■ **Opdracht**: Zet de onderstaande tekst over Wammes voort, te beginnen na de laatste zin.

Wammes ten voeten uit

Wammes werd geboren in het jaar 1976 te Rotterdam. Alhier heeft hij de eerste drie jaren van zijn schooltijd doorgebracht. Vanwege het beroep van zijn ouders: binnenschipper en schippersvrouw, woonde hij door de week op een schippersinternaat. Na een korte periode in Brabant gewoond te hebben, verhuisde hij met zijn ouders naar Oostvoorne. Wammes woonde lang in zijn geliefde dorp, maar heeft de liefde geruild voor Vlaardingen. Na zijn Mavo-tijd in Brielle leek het er op dat hij een loopbaan tegemoet zou gaan in de grafische sector. Tijdens zijn Mbo-opleiding in deze richting schreef hij al eens gedichten, maar dat stierf een zachte dood. Zijn hart lag immers bij schilderen en tekenen. Vooral strips en cartoons hadden zijn interesse. Lezen deed hij al wel maar voornamelijk stripboeken. Later las hij vooral veel ter vermakelijke lering over uiteenlopende onderwerpen en daarna kwam de literatuur pas. Wammes is een groot liefhebber van het werk van J.R.R.Tolkien en de poëzie in zijn kast zit vooral in de hoek van J.C.Bloem, Martinus Nijhoff en bijvoorbeeld het luchtige werk van Toon Hermans. Broederlijk naast de poëzie staat o.a. “de Lof der Zotheid” van Erasmus. Volgens Wammes een van de meest inspirerende boeken ooit geschreven. De duodichter beschouwt Erasmus dan ook als een van de grootste geesten afkomstig uit (ondanks alles toch) zijn stad Rotterdam en (ondanks veel meer toch) zijn land, Nederland.

■ **Gegevens**:

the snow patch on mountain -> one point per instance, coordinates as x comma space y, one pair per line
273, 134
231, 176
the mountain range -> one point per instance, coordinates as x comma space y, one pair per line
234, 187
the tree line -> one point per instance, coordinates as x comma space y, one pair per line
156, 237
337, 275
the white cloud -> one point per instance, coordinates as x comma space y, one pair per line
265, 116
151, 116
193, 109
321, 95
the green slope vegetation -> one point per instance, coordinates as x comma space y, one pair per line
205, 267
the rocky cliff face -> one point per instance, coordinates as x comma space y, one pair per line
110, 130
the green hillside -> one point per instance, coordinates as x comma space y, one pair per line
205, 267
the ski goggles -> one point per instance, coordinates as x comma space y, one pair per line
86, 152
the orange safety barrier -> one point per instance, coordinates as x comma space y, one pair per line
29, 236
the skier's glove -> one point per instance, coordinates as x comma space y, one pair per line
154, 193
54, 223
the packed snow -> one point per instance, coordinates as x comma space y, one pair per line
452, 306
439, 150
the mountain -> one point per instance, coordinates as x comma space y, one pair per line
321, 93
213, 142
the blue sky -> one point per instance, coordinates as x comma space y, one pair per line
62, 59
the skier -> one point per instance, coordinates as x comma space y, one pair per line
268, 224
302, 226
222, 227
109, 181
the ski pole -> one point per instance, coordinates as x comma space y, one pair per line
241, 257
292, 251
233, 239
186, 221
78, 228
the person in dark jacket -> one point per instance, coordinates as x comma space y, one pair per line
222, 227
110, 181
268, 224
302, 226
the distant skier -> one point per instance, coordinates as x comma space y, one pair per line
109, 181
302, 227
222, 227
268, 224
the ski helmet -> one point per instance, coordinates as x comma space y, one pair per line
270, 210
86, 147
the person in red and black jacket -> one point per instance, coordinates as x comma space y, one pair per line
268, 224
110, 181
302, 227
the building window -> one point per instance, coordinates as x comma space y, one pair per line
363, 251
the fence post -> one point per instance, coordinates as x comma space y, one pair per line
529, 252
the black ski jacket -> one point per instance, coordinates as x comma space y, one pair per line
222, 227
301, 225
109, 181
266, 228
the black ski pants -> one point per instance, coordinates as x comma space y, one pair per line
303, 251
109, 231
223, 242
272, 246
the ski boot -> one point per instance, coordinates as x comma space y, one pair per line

■ **Schriftelijk antwoord**:
Het grafische vak bleek voor Wammes niet de richting te zijn die hij zocht. Na wat omzwervingen belandde hij dan toch op zijn plaats: de kunstacademie te Rotterdam. Frappant detail is dat hij zijn schoolcarrière aan de ene kant van Blaak Rotterdam is begonnen en hem aan de andere kant heeft afgesloten. Hij koos voor de lerarenopleiding beeldende vorming en dat is ook zijn huidige beroep geworden. Gedurende zijn laatste studiejaren ontmoette hij René Poldervaart. De poëzie van deze man sprak hem aan en aanvankelijk zou hij bij zijn werken illustraties gaan maken. De eerste tekening moet echter nog steeds worden gemaakt. Wammes werd na de ontmoeting met Polly weer bevangen door de poëzie. Hij liet wat de samenwerking met Polly M betreft het potlood tijdelijk voor wat het was en greep weer naar de pen. Sindsdien heeft de dichtkunst naast de beeldende kunst zijn plaats weer ingenomen in het leven van Wammes.